Dataset extract —
======

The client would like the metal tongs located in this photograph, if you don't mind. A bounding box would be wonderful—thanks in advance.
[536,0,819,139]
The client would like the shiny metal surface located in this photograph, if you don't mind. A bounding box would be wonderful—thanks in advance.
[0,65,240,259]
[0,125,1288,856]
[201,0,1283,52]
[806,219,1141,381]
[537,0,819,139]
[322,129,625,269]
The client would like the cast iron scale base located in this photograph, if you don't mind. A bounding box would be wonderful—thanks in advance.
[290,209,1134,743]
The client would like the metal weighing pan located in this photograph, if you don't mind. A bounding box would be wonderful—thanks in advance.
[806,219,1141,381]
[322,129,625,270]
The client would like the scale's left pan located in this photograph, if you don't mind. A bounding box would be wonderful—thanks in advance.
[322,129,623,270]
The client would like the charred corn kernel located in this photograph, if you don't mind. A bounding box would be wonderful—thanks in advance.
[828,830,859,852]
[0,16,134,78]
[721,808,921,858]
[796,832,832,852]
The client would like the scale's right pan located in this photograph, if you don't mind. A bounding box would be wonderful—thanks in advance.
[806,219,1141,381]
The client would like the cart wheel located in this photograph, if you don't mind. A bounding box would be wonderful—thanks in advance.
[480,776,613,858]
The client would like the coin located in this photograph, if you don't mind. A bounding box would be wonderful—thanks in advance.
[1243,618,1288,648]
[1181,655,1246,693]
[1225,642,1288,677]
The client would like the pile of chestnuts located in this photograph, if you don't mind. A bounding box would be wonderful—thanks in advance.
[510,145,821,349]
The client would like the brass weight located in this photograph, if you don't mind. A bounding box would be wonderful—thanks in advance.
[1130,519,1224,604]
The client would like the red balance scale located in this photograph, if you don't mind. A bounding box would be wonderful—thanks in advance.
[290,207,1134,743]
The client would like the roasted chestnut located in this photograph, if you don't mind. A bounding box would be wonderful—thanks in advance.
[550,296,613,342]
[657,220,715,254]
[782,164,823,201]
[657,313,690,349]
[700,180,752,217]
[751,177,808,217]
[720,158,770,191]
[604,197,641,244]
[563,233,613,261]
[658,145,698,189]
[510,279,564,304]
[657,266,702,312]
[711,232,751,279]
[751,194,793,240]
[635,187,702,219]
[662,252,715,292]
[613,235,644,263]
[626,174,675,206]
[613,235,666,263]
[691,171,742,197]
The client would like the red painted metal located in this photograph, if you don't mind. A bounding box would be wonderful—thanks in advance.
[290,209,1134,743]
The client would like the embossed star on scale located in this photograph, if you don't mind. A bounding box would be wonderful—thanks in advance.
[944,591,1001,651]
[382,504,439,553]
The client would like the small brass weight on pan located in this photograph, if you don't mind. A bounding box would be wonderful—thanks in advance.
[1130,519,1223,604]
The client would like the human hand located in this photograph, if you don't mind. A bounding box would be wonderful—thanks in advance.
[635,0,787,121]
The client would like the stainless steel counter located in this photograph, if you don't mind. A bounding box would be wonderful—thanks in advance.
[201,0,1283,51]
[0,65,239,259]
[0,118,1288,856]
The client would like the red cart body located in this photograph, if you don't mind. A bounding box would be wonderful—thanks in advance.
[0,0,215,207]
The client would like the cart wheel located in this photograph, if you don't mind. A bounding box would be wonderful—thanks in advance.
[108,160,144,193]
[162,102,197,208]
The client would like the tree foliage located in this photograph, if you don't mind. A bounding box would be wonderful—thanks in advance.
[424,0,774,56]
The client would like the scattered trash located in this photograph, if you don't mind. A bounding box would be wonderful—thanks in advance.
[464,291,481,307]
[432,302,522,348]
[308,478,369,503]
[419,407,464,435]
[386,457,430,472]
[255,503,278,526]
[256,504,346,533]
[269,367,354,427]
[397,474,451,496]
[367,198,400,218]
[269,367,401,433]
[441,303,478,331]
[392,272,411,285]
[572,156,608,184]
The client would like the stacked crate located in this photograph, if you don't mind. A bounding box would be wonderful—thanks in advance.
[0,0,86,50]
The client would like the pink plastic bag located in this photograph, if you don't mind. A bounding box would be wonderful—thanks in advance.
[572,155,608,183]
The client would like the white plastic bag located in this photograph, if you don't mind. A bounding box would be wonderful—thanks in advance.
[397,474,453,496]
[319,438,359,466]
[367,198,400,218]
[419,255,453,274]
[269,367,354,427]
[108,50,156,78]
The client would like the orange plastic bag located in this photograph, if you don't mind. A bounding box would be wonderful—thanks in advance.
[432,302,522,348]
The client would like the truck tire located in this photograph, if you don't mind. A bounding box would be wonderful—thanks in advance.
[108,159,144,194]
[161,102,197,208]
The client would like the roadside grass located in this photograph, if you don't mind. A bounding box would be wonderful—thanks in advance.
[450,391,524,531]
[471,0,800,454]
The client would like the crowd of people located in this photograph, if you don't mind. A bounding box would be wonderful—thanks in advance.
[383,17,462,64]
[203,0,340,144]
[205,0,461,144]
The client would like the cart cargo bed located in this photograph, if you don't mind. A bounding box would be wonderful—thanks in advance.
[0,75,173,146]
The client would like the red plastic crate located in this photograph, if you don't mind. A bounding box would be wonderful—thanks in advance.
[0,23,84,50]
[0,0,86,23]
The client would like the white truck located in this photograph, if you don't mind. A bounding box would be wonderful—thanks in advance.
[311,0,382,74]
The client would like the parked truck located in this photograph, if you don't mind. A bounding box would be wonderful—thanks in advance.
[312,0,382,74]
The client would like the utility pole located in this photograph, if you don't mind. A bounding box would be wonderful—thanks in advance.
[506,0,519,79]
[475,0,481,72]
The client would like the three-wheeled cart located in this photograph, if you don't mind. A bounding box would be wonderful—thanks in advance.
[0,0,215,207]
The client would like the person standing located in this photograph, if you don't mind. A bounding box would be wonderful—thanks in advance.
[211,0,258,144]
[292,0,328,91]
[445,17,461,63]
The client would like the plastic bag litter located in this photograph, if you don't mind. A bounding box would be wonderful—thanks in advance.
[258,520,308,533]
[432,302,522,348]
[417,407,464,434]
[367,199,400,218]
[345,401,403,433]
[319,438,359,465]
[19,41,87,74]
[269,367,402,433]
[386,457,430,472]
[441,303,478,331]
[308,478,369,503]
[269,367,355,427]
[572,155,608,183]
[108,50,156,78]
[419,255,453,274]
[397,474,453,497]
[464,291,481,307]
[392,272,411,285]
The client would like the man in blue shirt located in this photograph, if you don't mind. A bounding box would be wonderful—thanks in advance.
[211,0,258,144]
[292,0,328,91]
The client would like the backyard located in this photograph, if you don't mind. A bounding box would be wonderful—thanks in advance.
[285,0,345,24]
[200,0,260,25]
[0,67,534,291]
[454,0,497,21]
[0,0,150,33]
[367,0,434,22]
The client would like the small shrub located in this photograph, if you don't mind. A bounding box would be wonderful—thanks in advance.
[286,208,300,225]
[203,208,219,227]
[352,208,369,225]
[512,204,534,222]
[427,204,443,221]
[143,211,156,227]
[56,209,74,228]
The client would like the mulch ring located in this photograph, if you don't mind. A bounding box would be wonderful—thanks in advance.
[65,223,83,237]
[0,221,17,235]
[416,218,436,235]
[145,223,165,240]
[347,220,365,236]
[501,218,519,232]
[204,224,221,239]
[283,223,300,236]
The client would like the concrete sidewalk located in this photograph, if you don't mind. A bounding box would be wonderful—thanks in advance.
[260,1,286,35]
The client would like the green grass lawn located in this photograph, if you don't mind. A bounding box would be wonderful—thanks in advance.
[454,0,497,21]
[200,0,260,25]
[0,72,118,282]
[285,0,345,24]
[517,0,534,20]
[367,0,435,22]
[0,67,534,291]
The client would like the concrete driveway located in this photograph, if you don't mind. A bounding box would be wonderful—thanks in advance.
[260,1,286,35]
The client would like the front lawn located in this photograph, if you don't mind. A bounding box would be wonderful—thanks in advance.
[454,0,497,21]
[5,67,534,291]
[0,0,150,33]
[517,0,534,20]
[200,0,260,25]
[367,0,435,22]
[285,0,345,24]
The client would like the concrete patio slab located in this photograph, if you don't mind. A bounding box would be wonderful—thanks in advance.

======

Requirements — Copy the entries above exactly, from the line with "The client would like the scattered" up to and including the line with "[0,0,86,50]".

Task result —
The client would like the scattered trash located in this photograph, if you don't mind. A bounding box would be wonderful—thanks in advance.
[464,291,481,307]
[432,302,522,348]
[308,478,369,503]
[419,407,464,435]
[386,457,430,472]
[255,503,278,526]
[256,504,346,533]
[269,367,354,427]
[397,474,451,496]
[367,198,400,218]
[269,367,401,433]
[441,303,478,331]
[392,272,411,285]
[572,156,608,184]
The client would like the stacked crate located in this photograph, if you don't mind. A bounding box would be wonderful—thanks in advance.
[0,0,86,50]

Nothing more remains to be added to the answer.